▶ WHAT NEEDS TO BE DONE:
Reproduce every line from the one containing "Please place a point on every instance of the cobblestone" through the end of the entries, inclusive, requests included. Shift each coordinate in the answers by adding 74 to it.
# START OF DATASET EXTRACT
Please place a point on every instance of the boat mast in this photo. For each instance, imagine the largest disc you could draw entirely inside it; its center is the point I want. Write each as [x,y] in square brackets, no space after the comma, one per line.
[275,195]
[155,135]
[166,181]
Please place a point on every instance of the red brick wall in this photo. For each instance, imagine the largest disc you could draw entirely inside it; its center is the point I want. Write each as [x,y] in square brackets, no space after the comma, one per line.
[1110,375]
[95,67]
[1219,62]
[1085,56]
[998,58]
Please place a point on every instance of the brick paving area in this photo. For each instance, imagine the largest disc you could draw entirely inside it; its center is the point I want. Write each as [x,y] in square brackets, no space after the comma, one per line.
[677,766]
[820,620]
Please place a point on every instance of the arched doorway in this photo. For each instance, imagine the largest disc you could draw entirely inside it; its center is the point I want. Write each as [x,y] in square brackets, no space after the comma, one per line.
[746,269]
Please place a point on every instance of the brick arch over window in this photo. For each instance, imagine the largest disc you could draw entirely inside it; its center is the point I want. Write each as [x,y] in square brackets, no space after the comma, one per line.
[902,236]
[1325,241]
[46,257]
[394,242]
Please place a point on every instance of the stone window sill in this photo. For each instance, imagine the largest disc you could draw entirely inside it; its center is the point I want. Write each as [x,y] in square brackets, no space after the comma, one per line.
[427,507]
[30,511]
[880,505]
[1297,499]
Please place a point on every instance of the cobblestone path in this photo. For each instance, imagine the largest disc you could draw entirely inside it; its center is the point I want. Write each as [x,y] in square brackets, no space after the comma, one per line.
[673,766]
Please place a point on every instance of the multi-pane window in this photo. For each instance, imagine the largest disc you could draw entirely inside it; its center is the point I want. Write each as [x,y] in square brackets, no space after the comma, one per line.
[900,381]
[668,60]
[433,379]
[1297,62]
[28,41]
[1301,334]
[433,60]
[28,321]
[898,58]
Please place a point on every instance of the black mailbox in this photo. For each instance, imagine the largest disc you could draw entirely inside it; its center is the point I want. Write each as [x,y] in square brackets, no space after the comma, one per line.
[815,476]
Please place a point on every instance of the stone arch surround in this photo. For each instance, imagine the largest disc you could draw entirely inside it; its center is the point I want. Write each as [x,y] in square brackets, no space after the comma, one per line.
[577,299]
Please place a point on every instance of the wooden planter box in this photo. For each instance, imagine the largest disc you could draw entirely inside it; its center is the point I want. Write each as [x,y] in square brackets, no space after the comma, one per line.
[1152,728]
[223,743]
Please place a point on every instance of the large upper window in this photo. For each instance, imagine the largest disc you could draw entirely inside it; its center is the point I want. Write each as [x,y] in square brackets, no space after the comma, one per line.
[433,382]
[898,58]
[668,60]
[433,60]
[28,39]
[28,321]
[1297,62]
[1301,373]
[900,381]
# END OF DATASET EXTRACT
▶ TASK ANSWER:
Please place a point on every instance of the cobblestone path in this photo. For each instance, imagine the largest disc you could draw entirely inside it; its center is the point I want. Write each as [x,y] in square brackets, no space after the comma, one per line.
[747,840]
Please place a point on every instance of the multi-pane window in this photo. For each instance, imagine the largest disc you could draw entirely inside it; its center is the point I want. Write each as [x,y] in square brackets, no space after the comma, one per line.
[974,455]
[742,134]
[507,453]
[1371,136]
[102,115]
[1375,408]
[507,134]
[102,395]
[972,132]
Please place a point on every instance of the black mailbox in this photo. For each instance, imagine the largest disc you could draw entirely inside it; its center is the point I want. Write each as [x,y] in square brackets, no space after the comma, one per line.
[889,550]
Please place a point on every instance of the stone arch surround in this photo. For each instance, imagine the largest disc you could draw entirely inside it; its center is the point I want. Write each as [x,y] in square brackets, no space after the comma, one per line.
[651,373]
Please place a point on every instance of the wooden planter box in this photo. For each instance, imagine the largest disc you could draw entirely inside it; its center is the point I want. Write each as [x,y] in square brackets, no space after the comma, one per line.
[1226,802]
[297,817]
Please place a point on every instance of the large upper window in this photo. For each instance, imagine the largest disc you could draw entirely inside it; its center is the point I want. Write each as [x,y] in square brackets, no space after the comma, one per line.
[507,456]
[972,132]
[742,134]
[507,134]
[102,113]
[102,395]
[1371,136]
[1375,447]
[974,455]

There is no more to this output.